_Exercise requirements_
Count the lines in the listing below that contain the word "lion", and reply with the number alone.

_Material supplied_
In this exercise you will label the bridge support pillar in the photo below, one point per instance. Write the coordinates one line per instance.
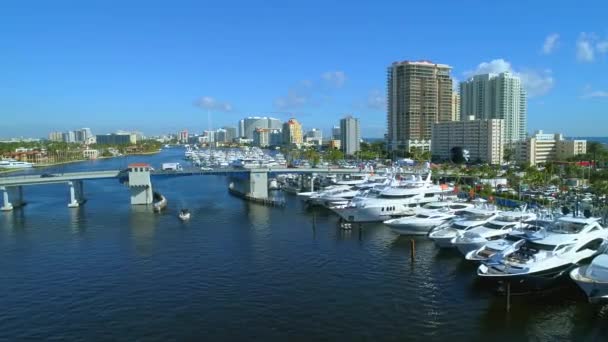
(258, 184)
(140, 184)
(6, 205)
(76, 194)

---

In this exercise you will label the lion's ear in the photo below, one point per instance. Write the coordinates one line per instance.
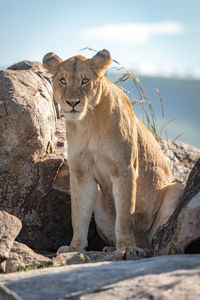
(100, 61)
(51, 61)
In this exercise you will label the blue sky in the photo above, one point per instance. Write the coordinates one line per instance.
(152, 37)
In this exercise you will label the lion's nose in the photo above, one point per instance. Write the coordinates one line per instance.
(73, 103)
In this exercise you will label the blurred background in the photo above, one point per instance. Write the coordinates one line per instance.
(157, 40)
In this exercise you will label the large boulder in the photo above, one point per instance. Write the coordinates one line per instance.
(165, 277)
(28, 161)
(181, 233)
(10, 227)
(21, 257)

_Task response_
2